::: Trecho do texto :::

Rock é coisa do bem

Tem coisa que combina mais com o rock do que liberdade, paz e amor? Aprendi a sonhar com isso na virada dos anos 1960/70. Ainda no ginásio (hoje fundamental 2) comecei a perceber qual era a real do mundo. Primeira coisa séria foi abandonar de vez a igreja católica. A guerra fria estava bem quente, mas houve maio de 1968 em Paris. Tinha a guerra que os EUA faziam no Vietnã, e contra ela uniam-se os movimentos de contra cultura e de esquerda em todo o mundo. As manifestações contra esse estado de coisas passavam também pelo rock and roll e pelo consumo de drogas, tornadas ilícitas pelo interesse do mercado. O que me atraía, embora tivéssemos ali na periferia poucas informações, era o movimento hippie. Paz e Amor.

E aí teve o maior festival de rock da história, o Woodstok, nos dias 15, 16 e 17 de agosto de 1969, no interior do estado de Nova Iorque, EUA. Foi uma demonstração do que era viver em harmonia, enfrentando chuvas inesperadas e carências básicas, numa situação onde eram esperadas 180 mil pessoas e vieram mais de 400 mil (500 mil para alguns). A maioria era hippie e veio pra viver além do melhor rock and roll, outras práticas da contra cultura, sexo livre e drogas, como maconha e lsd. Tinha ainda aquela mística indiana, yoga e meditação. Soube desses detalhes quando chegou aqui o documentário Woodstock, lançado lá em 1970. Vi seguidas três vezes.

::: Linhas fornecidas :::

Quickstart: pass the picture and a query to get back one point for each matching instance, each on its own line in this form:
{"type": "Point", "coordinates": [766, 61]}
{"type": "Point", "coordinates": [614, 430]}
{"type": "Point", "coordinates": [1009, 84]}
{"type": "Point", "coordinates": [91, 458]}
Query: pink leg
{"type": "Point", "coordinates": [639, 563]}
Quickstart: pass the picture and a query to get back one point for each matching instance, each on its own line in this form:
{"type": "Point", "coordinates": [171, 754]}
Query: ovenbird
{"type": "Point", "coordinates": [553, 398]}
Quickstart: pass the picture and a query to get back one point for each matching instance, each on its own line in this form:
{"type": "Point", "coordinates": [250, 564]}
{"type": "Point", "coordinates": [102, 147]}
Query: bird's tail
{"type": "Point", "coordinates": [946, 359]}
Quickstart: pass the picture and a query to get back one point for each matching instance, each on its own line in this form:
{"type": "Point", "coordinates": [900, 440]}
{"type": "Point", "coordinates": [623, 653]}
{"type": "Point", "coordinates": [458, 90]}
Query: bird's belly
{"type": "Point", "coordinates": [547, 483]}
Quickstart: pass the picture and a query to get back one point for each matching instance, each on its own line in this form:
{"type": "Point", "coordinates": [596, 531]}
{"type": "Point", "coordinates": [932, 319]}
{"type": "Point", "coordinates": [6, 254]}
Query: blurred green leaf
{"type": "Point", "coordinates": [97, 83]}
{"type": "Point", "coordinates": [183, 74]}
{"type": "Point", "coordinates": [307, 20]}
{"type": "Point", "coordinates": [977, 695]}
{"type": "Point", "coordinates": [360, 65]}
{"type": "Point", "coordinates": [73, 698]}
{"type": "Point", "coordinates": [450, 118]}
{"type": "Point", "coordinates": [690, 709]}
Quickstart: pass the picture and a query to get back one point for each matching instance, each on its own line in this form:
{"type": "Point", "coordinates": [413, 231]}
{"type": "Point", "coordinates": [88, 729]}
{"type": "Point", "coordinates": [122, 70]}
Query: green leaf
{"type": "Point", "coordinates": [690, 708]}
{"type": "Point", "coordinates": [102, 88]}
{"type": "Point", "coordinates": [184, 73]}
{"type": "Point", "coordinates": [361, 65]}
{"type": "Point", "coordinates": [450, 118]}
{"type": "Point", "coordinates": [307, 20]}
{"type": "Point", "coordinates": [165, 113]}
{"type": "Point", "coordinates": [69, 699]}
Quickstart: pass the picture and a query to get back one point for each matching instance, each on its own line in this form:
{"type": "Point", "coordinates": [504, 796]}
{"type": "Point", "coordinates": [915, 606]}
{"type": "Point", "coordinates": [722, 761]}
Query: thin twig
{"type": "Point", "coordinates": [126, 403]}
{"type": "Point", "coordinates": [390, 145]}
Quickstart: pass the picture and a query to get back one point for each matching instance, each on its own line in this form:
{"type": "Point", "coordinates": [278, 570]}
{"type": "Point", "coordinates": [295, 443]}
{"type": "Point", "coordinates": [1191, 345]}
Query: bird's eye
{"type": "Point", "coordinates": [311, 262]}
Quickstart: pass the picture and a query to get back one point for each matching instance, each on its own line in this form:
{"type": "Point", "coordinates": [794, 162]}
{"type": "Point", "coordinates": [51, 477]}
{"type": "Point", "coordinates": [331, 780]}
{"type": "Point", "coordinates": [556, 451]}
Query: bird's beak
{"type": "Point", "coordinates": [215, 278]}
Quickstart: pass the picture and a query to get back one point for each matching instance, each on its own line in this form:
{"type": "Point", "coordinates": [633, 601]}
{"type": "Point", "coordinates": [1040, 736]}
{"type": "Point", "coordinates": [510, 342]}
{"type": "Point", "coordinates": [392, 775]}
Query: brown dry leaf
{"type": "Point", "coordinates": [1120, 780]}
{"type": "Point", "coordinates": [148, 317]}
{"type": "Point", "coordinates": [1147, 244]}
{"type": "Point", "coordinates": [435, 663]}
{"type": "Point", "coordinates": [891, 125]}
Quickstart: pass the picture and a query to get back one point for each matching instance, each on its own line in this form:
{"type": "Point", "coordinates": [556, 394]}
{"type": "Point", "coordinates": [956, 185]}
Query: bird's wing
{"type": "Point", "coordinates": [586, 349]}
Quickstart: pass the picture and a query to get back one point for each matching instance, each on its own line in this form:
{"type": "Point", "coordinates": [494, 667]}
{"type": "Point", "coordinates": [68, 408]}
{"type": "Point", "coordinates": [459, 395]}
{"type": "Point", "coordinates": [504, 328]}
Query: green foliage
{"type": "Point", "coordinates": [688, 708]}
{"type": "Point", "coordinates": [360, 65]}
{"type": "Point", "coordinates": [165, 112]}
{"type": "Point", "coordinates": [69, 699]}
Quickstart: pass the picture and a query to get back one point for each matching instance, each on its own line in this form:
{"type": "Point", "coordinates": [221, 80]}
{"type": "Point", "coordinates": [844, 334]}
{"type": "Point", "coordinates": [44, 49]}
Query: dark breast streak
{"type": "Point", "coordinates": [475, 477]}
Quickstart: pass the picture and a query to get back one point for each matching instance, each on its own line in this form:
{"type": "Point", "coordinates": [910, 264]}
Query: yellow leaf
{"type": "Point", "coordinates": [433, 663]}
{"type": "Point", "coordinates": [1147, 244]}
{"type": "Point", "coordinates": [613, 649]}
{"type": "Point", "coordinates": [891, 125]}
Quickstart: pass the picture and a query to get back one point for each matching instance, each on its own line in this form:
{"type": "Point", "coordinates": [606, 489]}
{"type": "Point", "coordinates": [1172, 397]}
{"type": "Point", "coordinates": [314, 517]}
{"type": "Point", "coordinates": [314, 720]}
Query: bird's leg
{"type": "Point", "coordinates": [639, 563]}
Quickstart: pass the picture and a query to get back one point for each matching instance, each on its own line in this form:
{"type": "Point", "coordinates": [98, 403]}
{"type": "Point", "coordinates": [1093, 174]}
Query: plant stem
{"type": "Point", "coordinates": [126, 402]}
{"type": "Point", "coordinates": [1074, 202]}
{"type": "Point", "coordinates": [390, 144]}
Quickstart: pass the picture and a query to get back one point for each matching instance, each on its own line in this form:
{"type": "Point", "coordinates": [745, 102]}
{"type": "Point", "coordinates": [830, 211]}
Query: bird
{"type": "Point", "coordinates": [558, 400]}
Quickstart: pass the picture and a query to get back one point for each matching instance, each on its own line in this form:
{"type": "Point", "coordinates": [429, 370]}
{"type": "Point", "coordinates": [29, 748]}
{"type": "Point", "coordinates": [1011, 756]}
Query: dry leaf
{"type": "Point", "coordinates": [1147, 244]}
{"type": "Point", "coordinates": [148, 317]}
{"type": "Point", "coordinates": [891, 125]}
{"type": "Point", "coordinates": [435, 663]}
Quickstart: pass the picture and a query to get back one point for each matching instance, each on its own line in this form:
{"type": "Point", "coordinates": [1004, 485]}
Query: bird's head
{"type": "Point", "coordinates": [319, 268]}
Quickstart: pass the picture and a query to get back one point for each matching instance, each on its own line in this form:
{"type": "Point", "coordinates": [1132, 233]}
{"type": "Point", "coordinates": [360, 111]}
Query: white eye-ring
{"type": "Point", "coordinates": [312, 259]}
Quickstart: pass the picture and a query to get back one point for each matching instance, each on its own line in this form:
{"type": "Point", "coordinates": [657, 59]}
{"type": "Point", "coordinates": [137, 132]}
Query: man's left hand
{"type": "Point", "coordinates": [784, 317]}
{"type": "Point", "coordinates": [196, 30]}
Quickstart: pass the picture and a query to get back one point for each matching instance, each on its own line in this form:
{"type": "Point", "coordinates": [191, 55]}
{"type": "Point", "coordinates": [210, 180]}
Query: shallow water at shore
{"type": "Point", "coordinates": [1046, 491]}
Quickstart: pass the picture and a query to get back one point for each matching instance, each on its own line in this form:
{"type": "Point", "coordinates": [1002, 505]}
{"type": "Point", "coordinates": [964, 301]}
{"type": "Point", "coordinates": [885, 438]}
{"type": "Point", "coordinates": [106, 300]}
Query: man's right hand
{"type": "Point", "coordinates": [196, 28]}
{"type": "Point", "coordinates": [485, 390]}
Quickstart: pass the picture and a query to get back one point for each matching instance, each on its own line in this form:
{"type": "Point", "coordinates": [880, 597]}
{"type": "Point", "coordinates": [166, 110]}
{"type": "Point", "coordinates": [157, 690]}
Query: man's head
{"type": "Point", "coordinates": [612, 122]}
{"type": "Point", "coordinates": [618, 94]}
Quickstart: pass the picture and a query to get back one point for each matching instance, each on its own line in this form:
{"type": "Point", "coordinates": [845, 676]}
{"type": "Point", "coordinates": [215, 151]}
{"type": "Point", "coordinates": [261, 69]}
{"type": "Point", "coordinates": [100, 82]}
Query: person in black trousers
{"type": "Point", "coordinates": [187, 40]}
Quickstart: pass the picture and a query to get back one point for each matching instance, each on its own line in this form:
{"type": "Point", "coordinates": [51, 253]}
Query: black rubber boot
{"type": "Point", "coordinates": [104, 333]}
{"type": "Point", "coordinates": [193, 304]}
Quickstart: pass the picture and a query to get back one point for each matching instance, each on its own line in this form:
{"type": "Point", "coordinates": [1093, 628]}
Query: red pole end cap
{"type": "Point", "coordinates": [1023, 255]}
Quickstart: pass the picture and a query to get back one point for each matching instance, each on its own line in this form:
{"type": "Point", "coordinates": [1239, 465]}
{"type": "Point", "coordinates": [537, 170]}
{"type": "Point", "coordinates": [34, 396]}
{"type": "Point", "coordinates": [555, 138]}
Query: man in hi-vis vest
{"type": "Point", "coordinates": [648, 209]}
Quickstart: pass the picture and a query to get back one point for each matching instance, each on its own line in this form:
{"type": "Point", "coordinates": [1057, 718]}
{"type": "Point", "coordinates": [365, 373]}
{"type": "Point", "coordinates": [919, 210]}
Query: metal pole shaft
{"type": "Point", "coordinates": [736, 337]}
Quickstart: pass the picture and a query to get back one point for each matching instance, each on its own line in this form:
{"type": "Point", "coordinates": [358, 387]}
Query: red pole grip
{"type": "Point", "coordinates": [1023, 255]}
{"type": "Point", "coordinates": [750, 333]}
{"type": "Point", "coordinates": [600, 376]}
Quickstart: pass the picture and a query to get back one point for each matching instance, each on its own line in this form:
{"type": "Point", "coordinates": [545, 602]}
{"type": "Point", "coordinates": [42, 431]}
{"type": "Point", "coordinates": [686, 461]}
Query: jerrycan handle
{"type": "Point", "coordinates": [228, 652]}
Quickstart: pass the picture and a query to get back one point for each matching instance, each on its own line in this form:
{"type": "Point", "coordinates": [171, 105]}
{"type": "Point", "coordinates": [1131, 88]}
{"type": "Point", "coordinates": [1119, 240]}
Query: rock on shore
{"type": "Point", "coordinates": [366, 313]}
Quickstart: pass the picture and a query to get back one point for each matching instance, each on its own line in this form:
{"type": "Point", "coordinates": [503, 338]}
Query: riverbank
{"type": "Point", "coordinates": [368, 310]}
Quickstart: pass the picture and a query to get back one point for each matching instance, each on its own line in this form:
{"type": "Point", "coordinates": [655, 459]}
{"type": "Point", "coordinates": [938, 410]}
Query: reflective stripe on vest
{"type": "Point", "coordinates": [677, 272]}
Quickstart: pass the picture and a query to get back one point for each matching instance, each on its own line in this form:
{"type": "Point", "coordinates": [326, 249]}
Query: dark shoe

:::

_Instrução dada_
Segundo o trecho do texto sobre rock, quantas pessoas eram esperadas no festival de Woodstock?

_Resposta correta_
Eram esperadas 180 mil pessoas.